---------- RECORDS PROVIDED ----------

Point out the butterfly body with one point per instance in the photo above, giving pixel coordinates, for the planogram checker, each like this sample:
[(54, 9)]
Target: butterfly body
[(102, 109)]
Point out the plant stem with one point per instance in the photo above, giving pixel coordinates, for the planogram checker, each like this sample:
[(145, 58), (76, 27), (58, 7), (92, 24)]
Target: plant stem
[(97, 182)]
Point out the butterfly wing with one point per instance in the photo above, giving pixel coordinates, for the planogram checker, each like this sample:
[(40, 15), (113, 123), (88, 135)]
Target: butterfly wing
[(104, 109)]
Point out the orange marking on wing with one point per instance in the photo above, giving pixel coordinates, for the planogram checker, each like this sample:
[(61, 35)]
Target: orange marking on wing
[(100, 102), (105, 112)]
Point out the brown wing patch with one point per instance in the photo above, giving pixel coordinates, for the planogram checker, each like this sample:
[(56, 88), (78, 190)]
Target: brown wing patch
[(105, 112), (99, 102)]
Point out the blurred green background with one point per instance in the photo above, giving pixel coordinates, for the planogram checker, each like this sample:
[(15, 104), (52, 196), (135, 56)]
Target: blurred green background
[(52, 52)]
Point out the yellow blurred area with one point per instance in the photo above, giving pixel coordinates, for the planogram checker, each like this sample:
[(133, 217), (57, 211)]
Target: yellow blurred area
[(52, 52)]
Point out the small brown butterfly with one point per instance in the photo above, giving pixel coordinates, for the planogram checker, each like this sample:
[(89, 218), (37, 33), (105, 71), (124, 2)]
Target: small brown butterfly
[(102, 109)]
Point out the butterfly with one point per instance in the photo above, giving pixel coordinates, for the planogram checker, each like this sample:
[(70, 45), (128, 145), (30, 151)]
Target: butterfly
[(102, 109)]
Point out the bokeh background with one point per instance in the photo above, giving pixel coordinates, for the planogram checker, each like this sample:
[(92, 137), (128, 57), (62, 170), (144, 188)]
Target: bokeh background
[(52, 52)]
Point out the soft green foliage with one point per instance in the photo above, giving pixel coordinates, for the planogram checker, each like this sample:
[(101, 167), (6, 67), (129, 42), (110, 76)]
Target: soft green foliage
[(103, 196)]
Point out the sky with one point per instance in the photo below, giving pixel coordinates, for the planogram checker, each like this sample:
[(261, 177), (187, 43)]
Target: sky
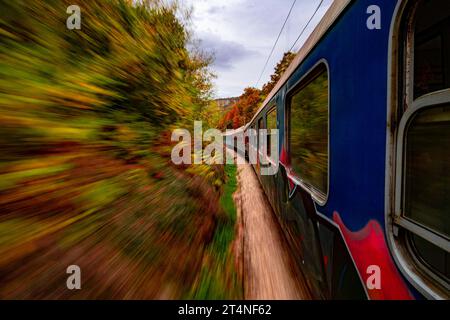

----------

Rescale the records starting at the line containing "Point out the orange" and ending at the line containing "[(100, 102), (105, 112)]". Write out every line in that span, requests included, with each pixel coordinate in the answers multiplied by 1.7 and rounded to a whole number (halves round up), and with the requests and their format samples kept unchanged.

• [WRITTEN ANSWER]
Point out the orange marking on wing with one point per instance in the photo above, giving pixel coordinates, for the planogram checker, each like this sample:
[(61, 35)]
Target: orange marking on wing
[(170, 173), (179, 190)]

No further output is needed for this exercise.